2014-2018 : les universités de la FWB ont participé à 272 projets européens
Deux chercheurs du CEVIPOL, la Dre Fanny Sbaraglia et le Dr Emilien Paulis, ont passé au crible les 272 projets européens qui, sur la période mai 2014-2018, ont impliqué au moins une université de la FWB. Ceux-ci ont apporté quelque 125 millions d’euros de financement. La moitié de ces projets est menée en consortium et quelque 1.600 acteurs sont impliqués dans ces recherches. En nombre de participations, les universités anglaises arrivent en troisième position, après l’Allemagne et la France. Est-ce à dire que, Brexit oblige, les acteurs anglais, qui apparaissent moins « centraux », pourront être facilement remplacés ?
La réalité, nous rappelle le Secrétaire perpétuel de l’Académie, Didier Viviers, n’est pas aussi simple : « Certains de ces réseaux pallient le manque de financements nationaux. Ils ne répondent donc pas aux bonnes questions. Si les programmes européens permettent effectivement d’atteindre une masse critique de ressources et d’accéder à des données internationales, ils ne doivent pas pour autant concentrer toute l’attention au risque de masquer l’essentiel, à savoir la qualité de la recherche. Cela reste l’objectif premier de tout chercheur. »
« Inquiet de l’absence d’inquiétude des chercheurs »
C’est sans doute pour cette raison que les 25 chercheurs interrogés pour cette étude se sont déclarés « sereins » face au Brexit. Un optimisme qui a cependant surpris plusieurs intervenants, comme Christophe Renauld, président du Conseil wallon de la Politique scientifique : « Je suis inquiet de l’absence d’inquiétude des chercheurs. On ne remplace pas facilement des universités comme Cambridge, Oxford ou l’Imperial College dans un partenariat européen. »
Pour sa part, Philippe Busquin, ancien Commissaire européen à la recherche, a insisté sur l’importance du travail en amont : « Cela fait 20 ans que je répète que notre participation aux programmes européens n’est pas brillante. Mais cela se prépare. Dans le prochain programme-cadre, Horizon Europe, qui couvrira la période 2021-2027, le volet innovation sera très important. Il faut donc encourager les coopérations entre universités et entreprises. »
A ce propos, les chercheurs du CEVIPOL ont pu confirmer l’importance des aspects institutionnels, essentiels pour rassurer les chercheurs et assurer le succès des propositions soumises à l’Europe. Si la taille d’une université est un facteur positif, les institutions plus modestes doivent se doter de « services Europe » efficaces de veille et d’aide au montage de projets.

### Travail à faire
Dans le texte cité ci-dessus, reformulez sous forme de liste le paragraphe qui commence par « Deux chercheurs du CEVIPOL » en conservant ses faits principaux.

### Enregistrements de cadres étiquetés
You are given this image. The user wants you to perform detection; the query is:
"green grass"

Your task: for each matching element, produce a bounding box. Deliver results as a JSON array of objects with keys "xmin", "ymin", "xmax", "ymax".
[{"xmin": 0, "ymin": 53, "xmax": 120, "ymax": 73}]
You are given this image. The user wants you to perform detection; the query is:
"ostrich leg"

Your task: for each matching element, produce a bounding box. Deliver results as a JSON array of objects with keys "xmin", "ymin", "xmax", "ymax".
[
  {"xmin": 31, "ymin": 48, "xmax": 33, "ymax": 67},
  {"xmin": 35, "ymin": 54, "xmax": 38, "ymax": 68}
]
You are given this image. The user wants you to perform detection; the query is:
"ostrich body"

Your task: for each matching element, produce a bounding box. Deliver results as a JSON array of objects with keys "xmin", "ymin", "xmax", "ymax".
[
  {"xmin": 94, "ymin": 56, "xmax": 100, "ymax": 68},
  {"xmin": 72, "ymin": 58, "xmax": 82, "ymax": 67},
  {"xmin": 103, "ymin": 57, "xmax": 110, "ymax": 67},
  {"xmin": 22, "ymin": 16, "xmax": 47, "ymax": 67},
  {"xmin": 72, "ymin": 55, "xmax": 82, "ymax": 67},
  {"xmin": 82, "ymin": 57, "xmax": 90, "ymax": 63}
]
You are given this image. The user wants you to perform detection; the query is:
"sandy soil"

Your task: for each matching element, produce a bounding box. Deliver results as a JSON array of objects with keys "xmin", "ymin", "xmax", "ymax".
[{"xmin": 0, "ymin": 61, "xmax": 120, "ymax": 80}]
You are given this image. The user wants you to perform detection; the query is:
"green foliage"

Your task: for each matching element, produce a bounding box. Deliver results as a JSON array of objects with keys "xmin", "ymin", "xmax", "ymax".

### Résultat ci-dessous
- Deux chercheurs du CEVIPOL, la Dre Fanny Sbaraglia et le Dr Emilien Paulis, ont analysé 272 projets européens.
- Ces projets ont impliqué au moins une université de la FWB entre mai 2014 et 2018.
- Ils ont apporté environ 125 millions d'euros de financement.
- La moitié de ces projets est menée en consortium, avec quelque 1 600 acteurs impliqués.
- En nombre de participations, les universités anglaises arrivent en troisième position, après l'Allemagne et la France.
- Le paragraphe se demande si, avec le Brexit, les acteurs anglais, moins « centraux », pourront être facilement remplacés.